# WHAT THE TASK ASKS
Locate every line in the records below that contains the word "truck" and copy each of those lines in full.

# RECORD LIST
....
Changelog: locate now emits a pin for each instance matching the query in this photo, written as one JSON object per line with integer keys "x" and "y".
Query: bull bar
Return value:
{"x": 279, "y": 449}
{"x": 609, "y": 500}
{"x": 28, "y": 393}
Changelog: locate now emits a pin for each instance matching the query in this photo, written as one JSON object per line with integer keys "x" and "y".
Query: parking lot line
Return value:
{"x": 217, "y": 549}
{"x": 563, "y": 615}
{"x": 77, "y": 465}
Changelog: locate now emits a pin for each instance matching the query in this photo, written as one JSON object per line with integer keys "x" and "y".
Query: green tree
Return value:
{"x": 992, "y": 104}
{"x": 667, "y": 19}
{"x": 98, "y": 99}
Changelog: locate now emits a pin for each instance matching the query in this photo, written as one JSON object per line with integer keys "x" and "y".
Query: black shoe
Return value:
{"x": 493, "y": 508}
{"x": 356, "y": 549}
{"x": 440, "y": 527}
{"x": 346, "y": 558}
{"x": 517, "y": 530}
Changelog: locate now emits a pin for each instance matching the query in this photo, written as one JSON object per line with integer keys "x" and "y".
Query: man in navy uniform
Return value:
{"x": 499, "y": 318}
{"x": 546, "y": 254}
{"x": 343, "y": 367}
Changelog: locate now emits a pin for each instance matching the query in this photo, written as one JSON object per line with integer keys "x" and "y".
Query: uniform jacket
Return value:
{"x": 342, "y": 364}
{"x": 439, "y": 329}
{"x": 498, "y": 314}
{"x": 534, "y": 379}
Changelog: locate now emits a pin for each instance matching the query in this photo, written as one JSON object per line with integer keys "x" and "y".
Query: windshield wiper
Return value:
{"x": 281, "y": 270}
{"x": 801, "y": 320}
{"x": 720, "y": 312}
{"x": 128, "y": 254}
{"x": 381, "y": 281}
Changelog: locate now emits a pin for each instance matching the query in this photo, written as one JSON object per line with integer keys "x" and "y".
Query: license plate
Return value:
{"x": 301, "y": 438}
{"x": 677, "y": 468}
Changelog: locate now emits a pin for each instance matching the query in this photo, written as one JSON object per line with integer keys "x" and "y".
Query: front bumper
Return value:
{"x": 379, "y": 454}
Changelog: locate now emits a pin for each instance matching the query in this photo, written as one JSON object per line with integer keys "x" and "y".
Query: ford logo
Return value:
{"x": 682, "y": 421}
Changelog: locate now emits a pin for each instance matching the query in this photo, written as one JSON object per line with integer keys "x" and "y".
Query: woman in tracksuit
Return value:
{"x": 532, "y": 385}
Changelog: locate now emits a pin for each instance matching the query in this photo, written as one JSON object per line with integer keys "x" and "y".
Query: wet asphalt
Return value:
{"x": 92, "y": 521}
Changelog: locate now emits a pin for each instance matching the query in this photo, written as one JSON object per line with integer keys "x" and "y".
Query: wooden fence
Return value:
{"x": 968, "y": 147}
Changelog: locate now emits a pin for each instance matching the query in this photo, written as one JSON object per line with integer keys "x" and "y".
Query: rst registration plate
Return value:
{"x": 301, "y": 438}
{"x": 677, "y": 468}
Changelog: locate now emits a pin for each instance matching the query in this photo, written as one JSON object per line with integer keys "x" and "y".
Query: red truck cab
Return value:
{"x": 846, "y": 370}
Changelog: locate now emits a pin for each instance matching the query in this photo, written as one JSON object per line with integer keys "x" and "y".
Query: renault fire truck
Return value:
....
# OUTPUT OF THE EXERCISE
Query: red truck cab
Query: renault fire truck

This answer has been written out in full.